### Excerpt to read ###

Agatha Christie
Agatha Mary Clarissa Christie (15 September 1890 – 12 January 1976) was a British writer who wrote mysteries, psychological fiction, plays, and poetry. That is an almost laughably cryptic basic description of one of the bestselling writers in publishing. Currently, it is estimated that her books have sold approximately two billion copies. Her estate estimates that she is the most widely published author or text after the Bible and Shakespeare. She has been translated into 103 languages. Not shabby for a upper middle-class girl who liked lab work in chemistry and pharmaceuticals — and who liked to write.
She bestrides the world of mysteries like a colossus. She is often considered formulaic in her approach, “cookie-cutter,” but any respectful reading quickly dispels that envious evaluation. She wrote sixty-seven detective novels and fourteen short-story collections, intimidating enough, and influential beyond all measure for a century now. She also wrote a series of novels under the name of Mary Westmacott which astonish anyone who reads them not as gothic romance, as they were marketed, but as psychological surgeries, merciless analytical examinations of women at the sharp end of reality. She often wrote with humor, with a sharp and sassy satirical eye, and she was capable of a sensitive pathos with the people who were collateral damage in her so-called “whodunits.” Remarkably, she had a cool and ambivalent attitude toward her heroes and heroines, including Miss Marple and the great Hercule Poirot.

###

Your tasks.
1. Translate this sentence from the passage on Agatha Christie into Spanish: "She wrote sixty-seven detective novels and fourteen short-story collections, intimidating enough, and influential beyond all measure for a century now."
2. Answer these questions from the passage on Agatha Christie:
(a) On what date was she born?
(b) Into how many languages has she been translated?
(c) Under what name did she write a series of novels marketed as gothic romance?

### Excerpted data ###

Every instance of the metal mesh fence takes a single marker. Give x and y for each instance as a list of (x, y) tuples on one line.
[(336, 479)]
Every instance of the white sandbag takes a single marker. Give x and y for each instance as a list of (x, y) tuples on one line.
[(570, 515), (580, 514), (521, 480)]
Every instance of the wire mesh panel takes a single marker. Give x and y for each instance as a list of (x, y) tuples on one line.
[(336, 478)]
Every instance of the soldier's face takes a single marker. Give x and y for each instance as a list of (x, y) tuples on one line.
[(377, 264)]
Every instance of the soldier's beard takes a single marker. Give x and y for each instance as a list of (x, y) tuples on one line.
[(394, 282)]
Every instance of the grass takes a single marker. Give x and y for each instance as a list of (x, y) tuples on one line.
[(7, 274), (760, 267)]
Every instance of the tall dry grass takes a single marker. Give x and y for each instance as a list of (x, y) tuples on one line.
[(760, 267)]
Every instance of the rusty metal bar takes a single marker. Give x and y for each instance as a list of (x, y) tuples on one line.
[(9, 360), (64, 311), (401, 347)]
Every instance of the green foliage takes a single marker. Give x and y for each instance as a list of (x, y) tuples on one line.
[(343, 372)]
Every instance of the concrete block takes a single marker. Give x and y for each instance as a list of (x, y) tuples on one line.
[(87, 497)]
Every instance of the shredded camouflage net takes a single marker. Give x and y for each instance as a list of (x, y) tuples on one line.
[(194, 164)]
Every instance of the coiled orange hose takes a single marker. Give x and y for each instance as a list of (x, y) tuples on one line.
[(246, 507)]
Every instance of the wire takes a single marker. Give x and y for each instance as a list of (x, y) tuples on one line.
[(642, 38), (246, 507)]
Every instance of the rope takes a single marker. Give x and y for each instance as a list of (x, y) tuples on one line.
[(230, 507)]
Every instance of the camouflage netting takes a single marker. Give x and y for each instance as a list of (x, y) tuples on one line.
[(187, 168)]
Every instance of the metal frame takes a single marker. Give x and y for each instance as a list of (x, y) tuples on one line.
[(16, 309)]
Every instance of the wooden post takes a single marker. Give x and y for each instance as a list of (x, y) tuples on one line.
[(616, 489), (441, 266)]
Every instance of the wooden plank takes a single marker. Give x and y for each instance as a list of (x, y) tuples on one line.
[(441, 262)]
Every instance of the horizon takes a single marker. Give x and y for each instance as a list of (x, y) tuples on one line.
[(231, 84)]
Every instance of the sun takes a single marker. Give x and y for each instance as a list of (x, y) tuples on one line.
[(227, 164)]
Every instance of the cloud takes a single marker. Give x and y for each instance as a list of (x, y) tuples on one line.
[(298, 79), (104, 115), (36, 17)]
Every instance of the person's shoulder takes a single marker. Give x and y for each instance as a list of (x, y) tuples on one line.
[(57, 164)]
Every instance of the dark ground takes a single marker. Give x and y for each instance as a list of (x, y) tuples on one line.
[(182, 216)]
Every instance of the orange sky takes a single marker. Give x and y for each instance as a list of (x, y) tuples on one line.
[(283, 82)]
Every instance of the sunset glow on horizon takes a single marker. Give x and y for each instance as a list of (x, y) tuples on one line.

###

Solutions below.
1. Escribió sesenta y siete novelas policíacas y catorce colecciones de relatos, una cifra ya de por sí intimidante, e influyentes más allá de toda medida desde hace ya un siglo.

2.
(a) 15 September 1890
(b) 103
(c) Mary Westmacott